# GOAL:
Copy the records from the line with "Our team would appreciate it if you could outline the fence" to the line with "[0,368,640,390]", both included, keeping the request lines. In the answers, multiply each bounding-box coordinate by 2.6 and round to the nearest whole number, rounding halves up.

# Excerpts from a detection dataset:
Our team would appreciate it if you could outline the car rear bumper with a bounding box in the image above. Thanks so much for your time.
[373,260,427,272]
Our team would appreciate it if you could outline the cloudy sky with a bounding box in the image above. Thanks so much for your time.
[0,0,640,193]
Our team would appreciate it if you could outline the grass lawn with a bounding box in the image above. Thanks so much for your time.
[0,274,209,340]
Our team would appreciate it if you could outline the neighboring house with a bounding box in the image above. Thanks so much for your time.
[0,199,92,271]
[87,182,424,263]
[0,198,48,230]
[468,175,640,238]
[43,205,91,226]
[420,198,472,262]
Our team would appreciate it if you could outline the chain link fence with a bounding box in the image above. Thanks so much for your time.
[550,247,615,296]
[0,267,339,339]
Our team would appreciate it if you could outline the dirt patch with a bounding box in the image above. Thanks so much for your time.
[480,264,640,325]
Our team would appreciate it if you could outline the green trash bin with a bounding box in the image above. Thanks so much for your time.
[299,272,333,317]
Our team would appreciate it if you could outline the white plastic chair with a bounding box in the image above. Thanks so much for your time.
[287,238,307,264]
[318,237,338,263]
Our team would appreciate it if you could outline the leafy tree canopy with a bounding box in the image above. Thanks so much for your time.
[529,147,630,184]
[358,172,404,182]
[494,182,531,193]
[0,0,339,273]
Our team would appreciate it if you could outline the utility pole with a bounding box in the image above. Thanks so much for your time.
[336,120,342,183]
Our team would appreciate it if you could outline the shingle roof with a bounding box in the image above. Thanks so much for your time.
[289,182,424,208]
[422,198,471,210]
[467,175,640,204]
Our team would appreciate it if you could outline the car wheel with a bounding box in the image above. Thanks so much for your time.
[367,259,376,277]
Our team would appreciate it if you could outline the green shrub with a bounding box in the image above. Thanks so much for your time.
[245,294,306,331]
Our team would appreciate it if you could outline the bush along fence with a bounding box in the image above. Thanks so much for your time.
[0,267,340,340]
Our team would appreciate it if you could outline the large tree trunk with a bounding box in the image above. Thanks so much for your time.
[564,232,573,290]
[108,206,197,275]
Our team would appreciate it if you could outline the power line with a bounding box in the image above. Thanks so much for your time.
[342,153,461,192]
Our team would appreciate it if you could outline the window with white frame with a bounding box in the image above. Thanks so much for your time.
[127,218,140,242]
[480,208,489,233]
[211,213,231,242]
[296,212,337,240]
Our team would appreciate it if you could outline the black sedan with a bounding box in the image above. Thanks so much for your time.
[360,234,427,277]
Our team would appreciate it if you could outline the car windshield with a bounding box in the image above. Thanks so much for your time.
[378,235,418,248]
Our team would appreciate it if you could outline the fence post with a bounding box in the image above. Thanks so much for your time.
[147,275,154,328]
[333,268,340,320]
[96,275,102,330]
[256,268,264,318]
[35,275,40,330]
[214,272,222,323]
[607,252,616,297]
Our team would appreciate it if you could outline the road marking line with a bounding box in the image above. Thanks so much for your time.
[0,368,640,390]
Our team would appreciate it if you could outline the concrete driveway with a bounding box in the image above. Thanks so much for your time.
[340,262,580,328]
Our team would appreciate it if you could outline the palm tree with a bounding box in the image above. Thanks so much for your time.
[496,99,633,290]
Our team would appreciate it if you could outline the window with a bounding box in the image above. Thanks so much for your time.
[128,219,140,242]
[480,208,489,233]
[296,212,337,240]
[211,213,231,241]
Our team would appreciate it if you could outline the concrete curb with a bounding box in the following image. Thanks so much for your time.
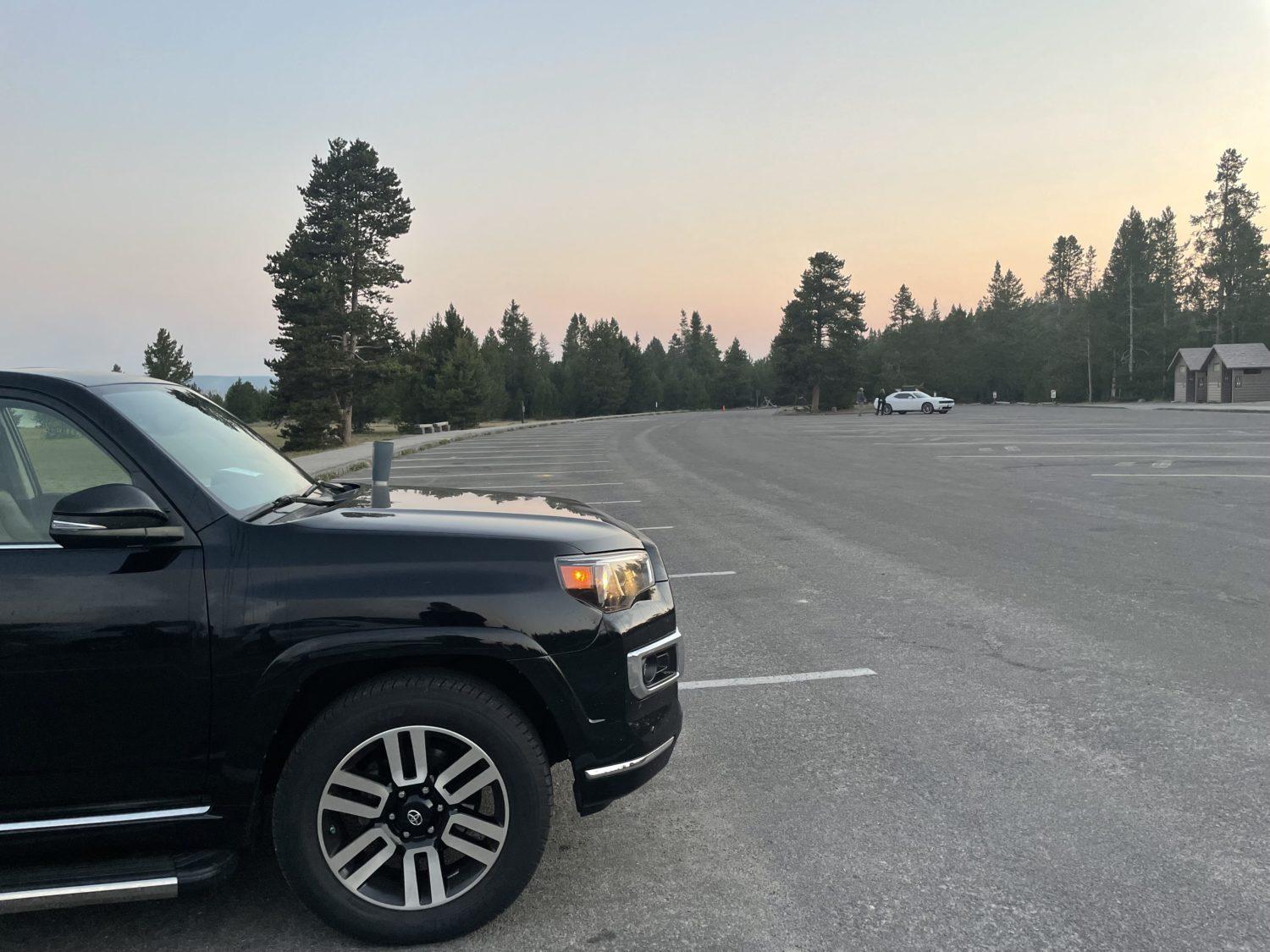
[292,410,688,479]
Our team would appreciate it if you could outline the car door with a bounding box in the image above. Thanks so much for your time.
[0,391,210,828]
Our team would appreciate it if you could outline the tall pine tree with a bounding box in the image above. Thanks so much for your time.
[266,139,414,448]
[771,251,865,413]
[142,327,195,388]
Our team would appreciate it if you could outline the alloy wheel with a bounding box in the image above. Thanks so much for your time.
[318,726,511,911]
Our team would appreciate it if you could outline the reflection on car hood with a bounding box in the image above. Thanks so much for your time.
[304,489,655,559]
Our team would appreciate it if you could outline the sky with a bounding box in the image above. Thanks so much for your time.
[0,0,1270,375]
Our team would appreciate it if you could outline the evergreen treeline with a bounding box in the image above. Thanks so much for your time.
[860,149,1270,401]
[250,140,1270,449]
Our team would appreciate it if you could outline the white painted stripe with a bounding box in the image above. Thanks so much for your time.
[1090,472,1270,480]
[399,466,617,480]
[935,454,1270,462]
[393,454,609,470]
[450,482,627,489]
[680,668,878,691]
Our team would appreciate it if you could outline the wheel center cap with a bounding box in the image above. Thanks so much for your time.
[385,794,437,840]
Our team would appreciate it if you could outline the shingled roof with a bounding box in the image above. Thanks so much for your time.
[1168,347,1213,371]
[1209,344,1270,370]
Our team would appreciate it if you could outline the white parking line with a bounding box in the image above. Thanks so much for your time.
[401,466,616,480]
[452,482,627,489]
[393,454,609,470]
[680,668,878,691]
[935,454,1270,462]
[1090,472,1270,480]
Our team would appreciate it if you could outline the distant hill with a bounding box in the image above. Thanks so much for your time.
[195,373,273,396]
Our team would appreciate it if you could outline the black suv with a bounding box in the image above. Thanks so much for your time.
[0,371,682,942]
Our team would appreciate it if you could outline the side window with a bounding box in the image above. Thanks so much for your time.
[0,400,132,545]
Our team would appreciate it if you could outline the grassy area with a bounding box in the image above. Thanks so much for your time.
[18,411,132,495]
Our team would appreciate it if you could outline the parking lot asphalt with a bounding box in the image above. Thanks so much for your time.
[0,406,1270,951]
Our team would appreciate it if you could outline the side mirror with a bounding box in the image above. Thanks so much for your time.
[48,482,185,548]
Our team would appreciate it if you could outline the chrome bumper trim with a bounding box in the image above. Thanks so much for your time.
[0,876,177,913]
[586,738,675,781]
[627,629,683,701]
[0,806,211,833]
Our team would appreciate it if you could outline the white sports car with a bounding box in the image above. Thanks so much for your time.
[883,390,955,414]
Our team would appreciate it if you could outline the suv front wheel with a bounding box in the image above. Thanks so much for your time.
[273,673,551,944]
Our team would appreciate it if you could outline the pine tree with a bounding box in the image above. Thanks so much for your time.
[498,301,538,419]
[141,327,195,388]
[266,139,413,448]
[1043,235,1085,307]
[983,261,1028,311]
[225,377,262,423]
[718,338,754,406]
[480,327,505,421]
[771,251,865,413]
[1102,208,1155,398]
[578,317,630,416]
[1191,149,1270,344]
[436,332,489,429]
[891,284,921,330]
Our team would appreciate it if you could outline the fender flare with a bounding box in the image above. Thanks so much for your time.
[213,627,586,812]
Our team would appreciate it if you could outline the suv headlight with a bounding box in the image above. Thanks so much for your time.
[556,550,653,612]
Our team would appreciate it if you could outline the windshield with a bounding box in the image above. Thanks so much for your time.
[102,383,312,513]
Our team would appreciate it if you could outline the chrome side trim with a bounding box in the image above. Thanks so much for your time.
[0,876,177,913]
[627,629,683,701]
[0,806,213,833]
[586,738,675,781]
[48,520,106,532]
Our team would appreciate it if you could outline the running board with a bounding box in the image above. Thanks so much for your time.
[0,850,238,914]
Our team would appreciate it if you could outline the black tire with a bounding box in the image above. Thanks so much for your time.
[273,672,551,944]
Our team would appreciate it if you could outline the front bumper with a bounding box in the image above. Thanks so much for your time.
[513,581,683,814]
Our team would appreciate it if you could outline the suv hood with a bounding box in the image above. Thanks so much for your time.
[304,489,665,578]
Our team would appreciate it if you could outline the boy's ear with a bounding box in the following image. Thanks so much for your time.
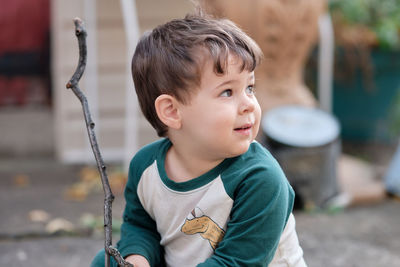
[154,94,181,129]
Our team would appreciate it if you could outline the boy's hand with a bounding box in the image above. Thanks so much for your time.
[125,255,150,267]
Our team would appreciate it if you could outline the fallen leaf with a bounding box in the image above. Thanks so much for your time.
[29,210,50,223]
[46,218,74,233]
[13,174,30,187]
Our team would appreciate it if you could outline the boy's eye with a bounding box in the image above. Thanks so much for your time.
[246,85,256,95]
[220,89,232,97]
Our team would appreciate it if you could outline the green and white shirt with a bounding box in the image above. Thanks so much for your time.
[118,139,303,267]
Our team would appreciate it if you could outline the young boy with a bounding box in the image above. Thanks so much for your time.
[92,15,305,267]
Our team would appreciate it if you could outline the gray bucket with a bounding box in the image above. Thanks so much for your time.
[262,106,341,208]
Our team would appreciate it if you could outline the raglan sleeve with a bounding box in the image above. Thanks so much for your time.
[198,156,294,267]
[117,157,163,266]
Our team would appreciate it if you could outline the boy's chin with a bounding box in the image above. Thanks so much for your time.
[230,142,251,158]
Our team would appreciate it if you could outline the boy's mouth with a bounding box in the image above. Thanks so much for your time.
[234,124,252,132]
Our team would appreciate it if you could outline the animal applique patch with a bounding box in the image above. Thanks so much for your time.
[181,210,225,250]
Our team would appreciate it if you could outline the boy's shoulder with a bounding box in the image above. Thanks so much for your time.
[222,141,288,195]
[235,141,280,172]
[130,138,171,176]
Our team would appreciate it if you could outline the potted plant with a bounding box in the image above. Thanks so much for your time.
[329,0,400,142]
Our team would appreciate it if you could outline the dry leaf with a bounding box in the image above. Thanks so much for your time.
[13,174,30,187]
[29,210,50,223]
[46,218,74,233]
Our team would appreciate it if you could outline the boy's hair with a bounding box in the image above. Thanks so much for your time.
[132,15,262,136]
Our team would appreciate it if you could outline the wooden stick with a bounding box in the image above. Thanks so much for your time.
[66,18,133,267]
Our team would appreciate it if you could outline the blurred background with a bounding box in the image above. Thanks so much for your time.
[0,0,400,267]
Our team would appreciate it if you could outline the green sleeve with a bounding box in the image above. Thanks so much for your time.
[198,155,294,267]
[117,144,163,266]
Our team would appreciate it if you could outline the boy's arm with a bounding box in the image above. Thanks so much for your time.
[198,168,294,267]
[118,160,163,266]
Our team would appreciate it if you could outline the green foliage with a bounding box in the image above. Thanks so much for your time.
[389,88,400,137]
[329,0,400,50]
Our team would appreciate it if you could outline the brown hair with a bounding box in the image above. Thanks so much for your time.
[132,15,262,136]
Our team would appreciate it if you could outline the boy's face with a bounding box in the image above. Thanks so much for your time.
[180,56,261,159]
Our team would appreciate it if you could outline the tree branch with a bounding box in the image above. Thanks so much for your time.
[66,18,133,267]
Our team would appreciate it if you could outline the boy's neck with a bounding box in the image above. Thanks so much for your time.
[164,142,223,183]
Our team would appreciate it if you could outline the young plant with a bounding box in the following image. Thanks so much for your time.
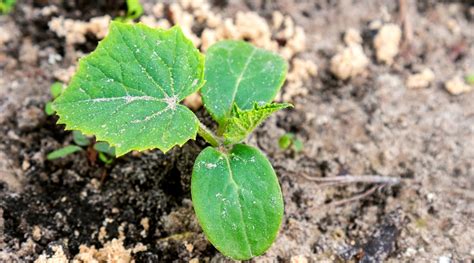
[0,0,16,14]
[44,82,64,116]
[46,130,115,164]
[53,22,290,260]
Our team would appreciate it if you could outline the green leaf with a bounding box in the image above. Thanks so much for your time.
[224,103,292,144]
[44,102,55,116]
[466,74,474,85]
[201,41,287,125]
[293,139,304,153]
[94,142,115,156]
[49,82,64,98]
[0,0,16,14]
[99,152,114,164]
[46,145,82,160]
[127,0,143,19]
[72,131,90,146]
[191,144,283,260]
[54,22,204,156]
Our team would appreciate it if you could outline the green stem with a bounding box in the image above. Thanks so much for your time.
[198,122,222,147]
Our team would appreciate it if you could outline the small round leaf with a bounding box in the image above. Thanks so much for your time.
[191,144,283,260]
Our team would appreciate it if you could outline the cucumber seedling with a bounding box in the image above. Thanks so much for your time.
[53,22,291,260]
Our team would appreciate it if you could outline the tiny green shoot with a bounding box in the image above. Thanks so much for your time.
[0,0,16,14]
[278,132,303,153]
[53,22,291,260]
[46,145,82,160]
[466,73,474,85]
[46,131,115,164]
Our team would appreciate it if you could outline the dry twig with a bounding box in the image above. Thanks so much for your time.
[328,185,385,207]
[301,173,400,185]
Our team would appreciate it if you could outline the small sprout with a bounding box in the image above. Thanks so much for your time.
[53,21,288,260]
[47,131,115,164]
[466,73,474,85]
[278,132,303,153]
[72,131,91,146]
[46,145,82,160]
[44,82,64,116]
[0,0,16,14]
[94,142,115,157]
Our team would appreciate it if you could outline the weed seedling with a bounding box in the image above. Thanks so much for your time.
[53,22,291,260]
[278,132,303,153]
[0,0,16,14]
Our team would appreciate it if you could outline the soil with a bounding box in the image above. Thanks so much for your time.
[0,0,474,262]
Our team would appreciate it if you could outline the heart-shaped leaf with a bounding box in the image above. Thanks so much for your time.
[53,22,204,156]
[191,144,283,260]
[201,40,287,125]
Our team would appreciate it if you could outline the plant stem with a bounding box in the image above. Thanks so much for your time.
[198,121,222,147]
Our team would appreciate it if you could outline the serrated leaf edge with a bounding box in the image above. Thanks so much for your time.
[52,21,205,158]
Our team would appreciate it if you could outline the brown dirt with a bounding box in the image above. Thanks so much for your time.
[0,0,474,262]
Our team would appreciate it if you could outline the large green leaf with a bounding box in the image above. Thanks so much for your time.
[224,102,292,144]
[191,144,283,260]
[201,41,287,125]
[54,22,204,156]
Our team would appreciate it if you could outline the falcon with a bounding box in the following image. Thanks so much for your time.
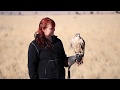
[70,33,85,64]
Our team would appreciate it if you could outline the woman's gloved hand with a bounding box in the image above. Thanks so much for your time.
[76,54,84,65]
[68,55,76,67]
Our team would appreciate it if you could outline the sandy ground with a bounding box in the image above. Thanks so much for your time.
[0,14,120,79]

# FULL SOLUTION:
Our team would appreciate it if you could outline the fence post with a bounding box in the image above. Thanks so much for your time.
[382,715,400,853]
[866,697,884,832]
[250,715,265,858]
[666,697,686,827]
[91,715,104,858]
[556,707,577,840]
[1578,655,1602,772]
Our team would appreciate it if you could outline the road marking line with a bounding box in the image above. Thanks so much for your time.
[0,957,1664,1014]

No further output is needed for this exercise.